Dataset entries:
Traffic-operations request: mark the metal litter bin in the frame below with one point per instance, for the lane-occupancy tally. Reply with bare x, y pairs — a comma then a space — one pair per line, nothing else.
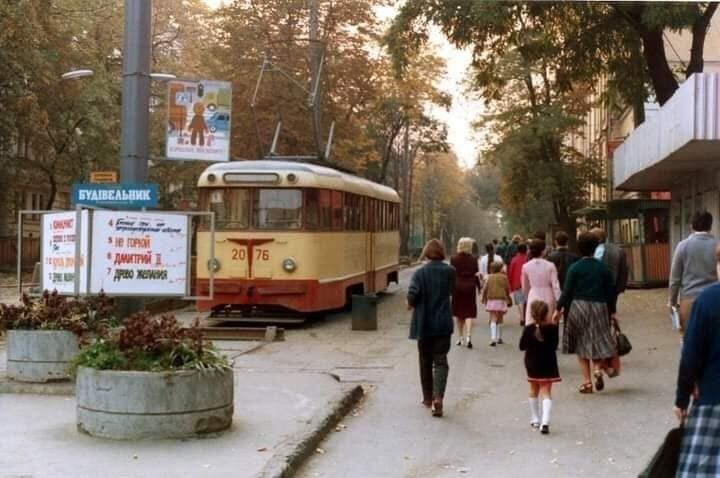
364, 312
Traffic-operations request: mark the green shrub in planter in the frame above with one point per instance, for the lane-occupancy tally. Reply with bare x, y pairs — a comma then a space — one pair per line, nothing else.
81, 316
152, 344
43, 334
153, 379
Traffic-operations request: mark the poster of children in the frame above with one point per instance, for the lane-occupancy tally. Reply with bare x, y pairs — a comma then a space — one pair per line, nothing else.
199, 120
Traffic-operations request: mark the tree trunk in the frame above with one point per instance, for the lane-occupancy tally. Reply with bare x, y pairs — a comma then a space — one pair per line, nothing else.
53, 190
700, 27
663, 80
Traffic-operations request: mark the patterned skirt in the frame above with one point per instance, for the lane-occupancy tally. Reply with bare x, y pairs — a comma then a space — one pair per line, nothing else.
700, 449
587, 331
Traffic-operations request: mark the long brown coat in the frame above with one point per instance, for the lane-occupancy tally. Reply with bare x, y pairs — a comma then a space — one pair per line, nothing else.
466, 286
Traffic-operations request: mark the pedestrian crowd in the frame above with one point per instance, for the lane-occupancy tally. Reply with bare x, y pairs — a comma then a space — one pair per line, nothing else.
579, 289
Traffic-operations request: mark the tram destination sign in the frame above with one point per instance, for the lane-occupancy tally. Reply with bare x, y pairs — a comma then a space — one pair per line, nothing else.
115, 195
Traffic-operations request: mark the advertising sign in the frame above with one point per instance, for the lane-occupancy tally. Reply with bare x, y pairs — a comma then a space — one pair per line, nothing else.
199, 120
115, 195
139, 253
103, 176
59, 233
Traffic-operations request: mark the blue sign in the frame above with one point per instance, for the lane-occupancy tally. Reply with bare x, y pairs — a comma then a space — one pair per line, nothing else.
115, 195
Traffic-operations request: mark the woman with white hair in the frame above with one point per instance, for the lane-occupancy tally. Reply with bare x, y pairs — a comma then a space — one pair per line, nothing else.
464, 298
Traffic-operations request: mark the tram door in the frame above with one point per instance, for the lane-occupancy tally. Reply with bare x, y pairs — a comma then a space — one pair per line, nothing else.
371, 210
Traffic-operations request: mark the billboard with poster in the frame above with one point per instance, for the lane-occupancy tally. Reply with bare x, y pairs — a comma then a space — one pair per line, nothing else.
139, 253
199, 120
59, 251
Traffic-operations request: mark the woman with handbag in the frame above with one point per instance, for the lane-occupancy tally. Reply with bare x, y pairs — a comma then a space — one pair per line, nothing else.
589, 296
496, 298
464, 297
700, 365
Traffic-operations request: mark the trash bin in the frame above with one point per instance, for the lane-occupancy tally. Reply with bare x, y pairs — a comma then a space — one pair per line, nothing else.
364, 312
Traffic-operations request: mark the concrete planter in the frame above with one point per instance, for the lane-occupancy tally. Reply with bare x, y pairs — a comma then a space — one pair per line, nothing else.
133, 405
40, 355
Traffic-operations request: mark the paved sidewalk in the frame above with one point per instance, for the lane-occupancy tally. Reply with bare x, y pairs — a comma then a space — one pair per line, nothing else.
485, 431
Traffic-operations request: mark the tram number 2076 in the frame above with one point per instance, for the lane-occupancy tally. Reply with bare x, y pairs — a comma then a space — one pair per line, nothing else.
260, 254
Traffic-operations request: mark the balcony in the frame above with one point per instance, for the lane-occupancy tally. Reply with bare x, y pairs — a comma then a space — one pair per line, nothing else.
682, 138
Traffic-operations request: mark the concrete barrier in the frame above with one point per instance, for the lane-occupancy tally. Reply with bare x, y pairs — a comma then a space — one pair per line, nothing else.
133, 405
40, 355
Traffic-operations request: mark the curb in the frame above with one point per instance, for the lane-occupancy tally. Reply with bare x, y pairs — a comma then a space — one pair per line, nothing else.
288, 458
47, 388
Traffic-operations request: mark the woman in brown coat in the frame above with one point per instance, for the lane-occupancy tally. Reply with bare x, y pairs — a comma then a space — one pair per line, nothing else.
466, 289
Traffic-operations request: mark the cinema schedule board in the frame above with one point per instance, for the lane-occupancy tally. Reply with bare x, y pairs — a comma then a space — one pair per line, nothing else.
59, 251
139, 253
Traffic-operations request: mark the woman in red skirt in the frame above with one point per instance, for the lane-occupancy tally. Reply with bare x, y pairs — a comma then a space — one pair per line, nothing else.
464, 302
539, 341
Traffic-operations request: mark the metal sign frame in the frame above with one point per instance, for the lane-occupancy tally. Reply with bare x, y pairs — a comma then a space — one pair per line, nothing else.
88, 263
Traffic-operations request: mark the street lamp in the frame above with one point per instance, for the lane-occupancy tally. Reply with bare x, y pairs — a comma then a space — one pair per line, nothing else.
77, 74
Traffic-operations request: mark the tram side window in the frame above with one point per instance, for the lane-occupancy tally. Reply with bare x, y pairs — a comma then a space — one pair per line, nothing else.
337, 216
313, 213
231, 207
353, 212
278, 209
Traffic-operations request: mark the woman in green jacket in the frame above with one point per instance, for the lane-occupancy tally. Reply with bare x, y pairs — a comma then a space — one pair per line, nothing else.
589, 297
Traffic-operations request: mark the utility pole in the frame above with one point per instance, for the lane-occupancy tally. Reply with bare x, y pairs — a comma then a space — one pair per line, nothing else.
135, 117
315, 57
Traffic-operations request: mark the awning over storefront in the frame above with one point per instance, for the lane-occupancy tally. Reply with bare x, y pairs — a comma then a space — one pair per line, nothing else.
682, 138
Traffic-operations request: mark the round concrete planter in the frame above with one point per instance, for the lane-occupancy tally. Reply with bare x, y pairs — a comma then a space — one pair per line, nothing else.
132, 405
40, 355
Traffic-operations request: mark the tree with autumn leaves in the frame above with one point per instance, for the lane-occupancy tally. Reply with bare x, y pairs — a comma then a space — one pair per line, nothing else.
534, 64
55, 132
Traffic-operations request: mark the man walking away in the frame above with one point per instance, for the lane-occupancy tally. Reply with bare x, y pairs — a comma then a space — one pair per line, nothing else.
512, 249
561, 256
693, 266
429, 299
614, 258
502, 249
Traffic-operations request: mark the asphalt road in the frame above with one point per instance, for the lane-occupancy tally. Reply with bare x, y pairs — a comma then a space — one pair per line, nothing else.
485, 430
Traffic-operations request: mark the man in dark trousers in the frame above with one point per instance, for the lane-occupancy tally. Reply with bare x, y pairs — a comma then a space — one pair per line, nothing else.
561, 256
614, 257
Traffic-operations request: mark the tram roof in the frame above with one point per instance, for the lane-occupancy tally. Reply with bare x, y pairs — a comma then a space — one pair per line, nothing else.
308, 176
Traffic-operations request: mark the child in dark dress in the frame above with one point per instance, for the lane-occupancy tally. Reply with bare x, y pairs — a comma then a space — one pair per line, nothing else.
539, 341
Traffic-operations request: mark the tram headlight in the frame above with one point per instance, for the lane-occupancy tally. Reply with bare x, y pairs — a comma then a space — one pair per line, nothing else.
289, 264
214, 265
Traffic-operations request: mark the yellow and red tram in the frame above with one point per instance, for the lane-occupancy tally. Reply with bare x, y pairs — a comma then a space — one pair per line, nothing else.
294, 236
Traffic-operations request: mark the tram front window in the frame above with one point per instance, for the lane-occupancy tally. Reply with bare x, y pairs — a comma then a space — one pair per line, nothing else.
231, 207
278, 209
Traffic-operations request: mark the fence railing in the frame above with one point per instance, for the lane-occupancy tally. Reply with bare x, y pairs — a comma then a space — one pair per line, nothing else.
8, 252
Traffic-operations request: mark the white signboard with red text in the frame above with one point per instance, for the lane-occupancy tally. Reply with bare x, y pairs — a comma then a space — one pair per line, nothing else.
131, 253
59, 233
139, 253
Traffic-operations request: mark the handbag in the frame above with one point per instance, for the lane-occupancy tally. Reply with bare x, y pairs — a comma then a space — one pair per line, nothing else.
623, 343
665, 461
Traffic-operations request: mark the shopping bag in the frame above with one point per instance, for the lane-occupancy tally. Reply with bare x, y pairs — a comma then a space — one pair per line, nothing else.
674, 318
665, 461
623, 343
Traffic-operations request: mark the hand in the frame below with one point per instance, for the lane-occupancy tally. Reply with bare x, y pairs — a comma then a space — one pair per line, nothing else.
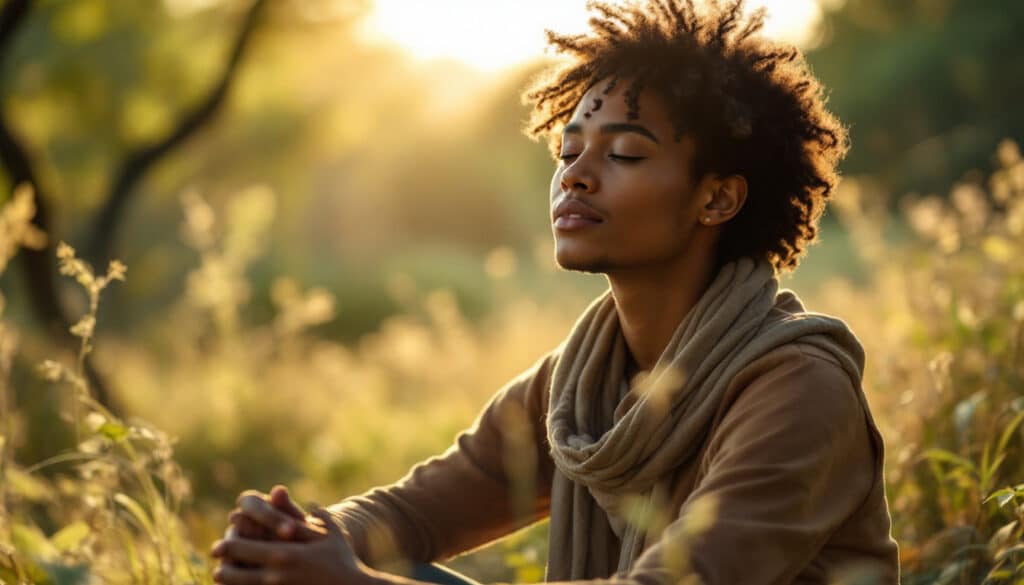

What to produce: Reproduce nothing but the lines from the line containing "Traffic-operations request: mark the shopping" through the last line of the data above, exactly as written and without pictures.

Output of the exercise:
Traffic-operations request: mark the shopping bag in the frame above with one point per instance, for the lane-occupancy tally. Reply with bare x, y pairs — a comma then a space — one pair per line, nothing else.
674, 318
665, 461
623, 343
Traffic-operations request: mark the hand in the frame below with one point per instance, for the lane-occupancy tally. Reply with bare x, y pairs — a comma then a space — one pair per line, nothing else.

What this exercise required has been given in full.